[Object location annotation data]
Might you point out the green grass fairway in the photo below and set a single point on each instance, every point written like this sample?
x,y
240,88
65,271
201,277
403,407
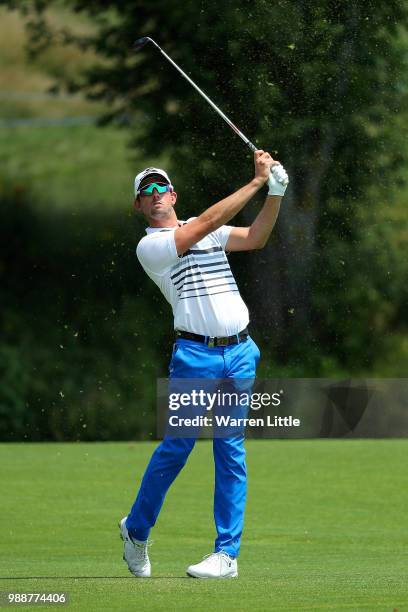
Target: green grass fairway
x,y
326,527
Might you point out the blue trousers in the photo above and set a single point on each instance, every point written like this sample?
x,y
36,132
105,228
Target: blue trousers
x,y
192,359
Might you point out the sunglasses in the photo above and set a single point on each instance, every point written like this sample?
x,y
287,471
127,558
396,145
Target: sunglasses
x,y
161,188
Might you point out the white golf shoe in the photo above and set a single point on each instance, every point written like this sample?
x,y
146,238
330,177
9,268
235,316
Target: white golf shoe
x,y
215,565
135,553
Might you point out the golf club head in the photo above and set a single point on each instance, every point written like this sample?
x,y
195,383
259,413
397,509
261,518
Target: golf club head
x,y
141,42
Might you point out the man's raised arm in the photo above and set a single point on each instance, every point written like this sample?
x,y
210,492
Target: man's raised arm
x,y
222,212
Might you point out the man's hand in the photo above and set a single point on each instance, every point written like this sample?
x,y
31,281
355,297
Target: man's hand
x,y
278,180
263,162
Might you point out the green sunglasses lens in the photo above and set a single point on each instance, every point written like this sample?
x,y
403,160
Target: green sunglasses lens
x,y
149,189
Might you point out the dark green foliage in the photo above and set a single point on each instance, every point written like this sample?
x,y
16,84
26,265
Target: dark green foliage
x,y
82,342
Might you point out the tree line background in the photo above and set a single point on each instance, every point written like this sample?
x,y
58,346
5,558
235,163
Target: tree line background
x,y
323,86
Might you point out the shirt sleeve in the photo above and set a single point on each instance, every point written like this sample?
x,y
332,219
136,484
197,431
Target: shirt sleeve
x,y
157,252
222,233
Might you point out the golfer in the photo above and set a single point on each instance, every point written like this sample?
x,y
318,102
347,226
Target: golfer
x,y
187,261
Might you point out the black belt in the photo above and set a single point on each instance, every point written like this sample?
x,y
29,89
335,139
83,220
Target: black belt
x,y
211,341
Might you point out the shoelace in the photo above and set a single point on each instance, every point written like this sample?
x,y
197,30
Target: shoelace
x,y
215,557
141,549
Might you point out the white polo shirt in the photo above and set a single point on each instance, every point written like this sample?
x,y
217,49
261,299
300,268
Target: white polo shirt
x,y
199,284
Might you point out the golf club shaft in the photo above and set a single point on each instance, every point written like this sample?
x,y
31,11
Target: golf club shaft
x,y
226,119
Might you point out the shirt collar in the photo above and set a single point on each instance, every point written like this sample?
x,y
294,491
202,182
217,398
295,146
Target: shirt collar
x,y
150,230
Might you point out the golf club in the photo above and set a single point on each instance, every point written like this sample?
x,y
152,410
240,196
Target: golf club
x,y
141,42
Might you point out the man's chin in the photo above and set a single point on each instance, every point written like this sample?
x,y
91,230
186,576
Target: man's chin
x,y
160,214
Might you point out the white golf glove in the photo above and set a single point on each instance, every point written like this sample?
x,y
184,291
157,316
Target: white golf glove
x,y
278,180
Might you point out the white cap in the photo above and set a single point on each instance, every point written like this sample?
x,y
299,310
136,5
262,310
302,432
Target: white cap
x,y
139,177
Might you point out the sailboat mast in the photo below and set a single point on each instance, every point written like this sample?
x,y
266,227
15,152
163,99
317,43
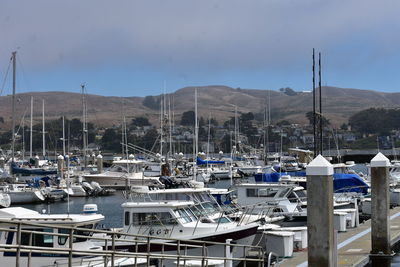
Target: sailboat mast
x,y
320,103
14,55
64,135
43,132
314,115
84,124
31,132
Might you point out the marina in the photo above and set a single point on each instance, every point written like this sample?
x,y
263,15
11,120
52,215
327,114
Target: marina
x,y
209,133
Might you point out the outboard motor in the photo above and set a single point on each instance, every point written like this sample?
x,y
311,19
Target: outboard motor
x,y
96,187
87,187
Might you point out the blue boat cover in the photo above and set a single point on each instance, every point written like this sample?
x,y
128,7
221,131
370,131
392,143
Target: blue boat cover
x,y
27,171
342,182
199,161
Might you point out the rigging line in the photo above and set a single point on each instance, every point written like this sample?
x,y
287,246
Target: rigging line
x,y
5,77
23,73
22,119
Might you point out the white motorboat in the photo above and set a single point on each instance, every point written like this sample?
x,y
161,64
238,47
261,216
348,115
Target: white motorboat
x,y
166,221
41,233
123,173
22,194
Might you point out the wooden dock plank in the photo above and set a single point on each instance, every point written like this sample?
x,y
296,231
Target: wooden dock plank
x,y
354,245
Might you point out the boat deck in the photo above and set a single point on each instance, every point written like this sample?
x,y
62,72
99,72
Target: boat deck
x,y
354,245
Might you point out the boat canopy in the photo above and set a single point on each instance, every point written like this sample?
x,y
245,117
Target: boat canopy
x,y
342,182
199,161
27,171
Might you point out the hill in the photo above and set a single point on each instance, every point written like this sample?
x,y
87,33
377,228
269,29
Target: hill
x,y
338,104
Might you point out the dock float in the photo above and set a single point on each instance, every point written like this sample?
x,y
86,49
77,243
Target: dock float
x,y
354,245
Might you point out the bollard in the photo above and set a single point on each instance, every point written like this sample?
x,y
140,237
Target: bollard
x,y
381,251
99,163
228,253
321,250
36,161
2,162
60,166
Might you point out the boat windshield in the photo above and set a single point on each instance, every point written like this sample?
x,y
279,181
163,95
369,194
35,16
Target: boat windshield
x,y
40,240
186,215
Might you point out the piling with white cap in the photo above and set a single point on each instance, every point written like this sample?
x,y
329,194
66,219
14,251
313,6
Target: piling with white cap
x,y
99,163
321,251
36,161
2,162
60,165
380,223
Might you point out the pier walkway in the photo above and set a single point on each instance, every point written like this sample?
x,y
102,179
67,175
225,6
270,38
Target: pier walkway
x,y
354,245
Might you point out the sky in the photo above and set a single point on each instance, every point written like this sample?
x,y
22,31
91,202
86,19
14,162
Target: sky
x,y
138,48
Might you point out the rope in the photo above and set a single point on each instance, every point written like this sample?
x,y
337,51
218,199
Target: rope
x,y
5,77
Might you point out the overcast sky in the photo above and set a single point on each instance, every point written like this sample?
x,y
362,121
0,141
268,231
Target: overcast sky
x,y
132,47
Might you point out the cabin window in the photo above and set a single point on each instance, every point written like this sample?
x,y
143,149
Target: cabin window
x,y
292,198
62,239
82,232
39,240
301,194
283,192
267,192
182,214
154,218
251,192
126,217
223,220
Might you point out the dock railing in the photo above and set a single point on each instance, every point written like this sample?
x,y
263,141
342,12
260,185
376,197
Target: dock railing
x,y
107,247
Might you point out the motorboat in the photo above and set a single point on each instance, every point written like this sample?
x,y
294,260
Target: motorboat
x,y
48,235
123,172
23,194
165,222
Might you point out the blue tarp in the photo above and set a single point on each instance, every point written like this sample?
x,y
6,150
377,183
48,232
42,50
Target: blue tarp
x,y
27,171
36,181
342,182
199,161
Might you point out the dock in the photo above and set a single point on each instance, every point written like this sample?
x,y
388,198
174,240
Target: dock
x,y
354,245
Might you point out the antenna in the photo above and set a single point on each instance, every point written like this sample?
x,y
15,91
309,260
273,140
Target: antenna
x,y
320,104
314,117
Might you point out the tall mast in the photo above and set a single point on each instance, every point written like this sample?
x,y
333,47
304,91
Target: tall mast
x,y
43,132
320,104
14,55
196,128
84,124
170,124
314,119
64,136
31,132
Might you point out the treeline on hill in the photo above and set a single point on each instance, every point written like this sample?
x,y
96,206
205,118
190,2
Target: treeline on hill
x,y
376,121
53,135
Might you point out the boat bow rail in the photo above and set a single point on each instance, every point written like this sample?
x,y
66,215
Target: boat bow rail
x,y
103,249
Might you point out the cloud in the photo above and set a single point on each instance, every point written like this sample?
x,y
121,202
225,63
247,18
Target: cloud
x,y
189,34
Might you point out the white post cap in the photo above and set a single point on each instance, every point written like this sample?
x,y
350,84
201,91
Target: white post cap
x,y
319,166
380,160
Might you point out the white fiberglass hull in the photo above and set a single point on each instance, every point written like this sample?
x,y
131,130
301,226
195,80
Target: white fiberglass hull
x,y
24,197
120,180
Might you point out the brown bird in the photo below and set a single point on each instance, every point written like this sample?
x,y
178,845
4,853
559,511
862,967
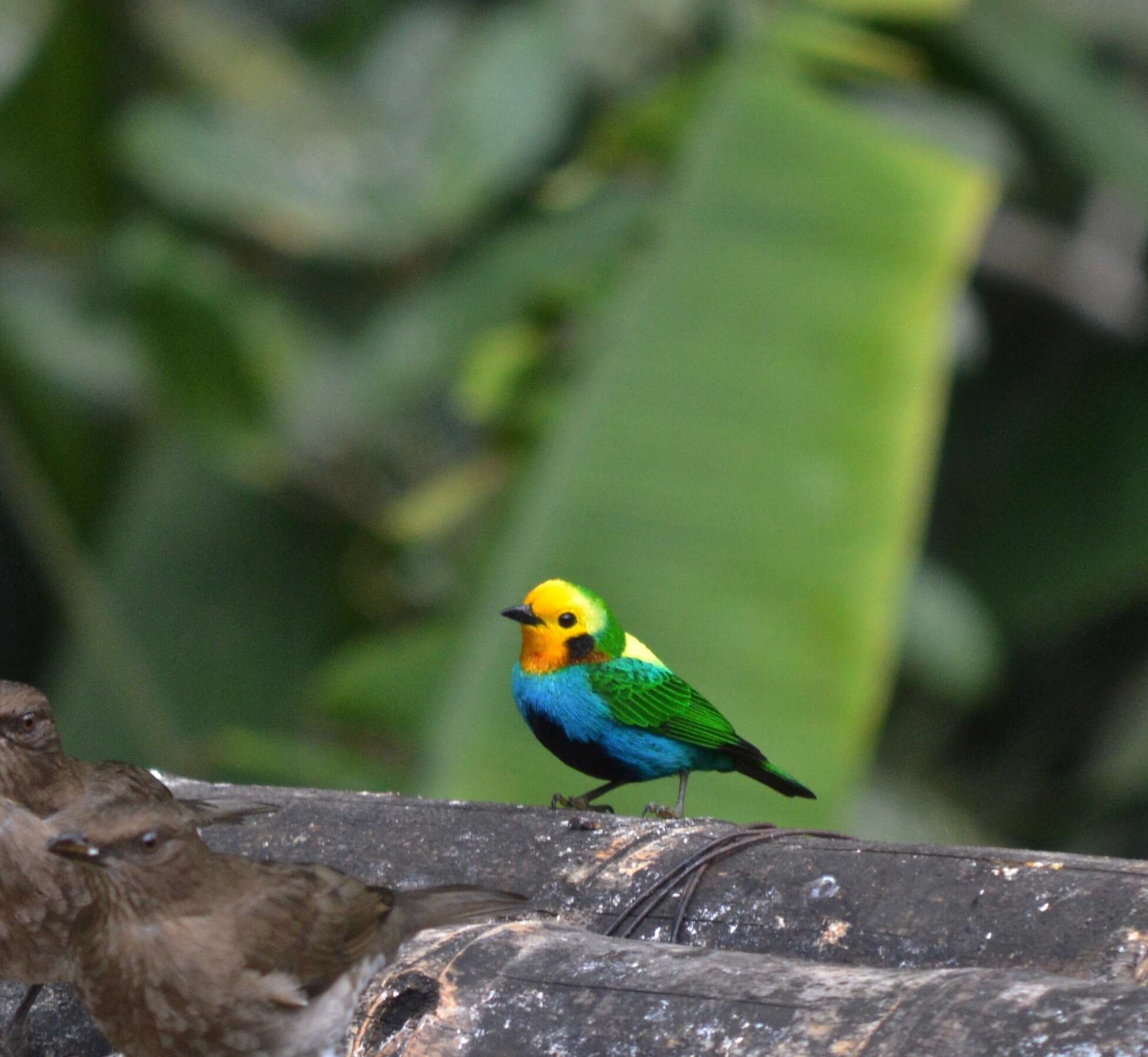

TASK BRIEF>
How many lines in the entries above contain the string "lens"? Give the number only.

WRITTEN ANSWER>
2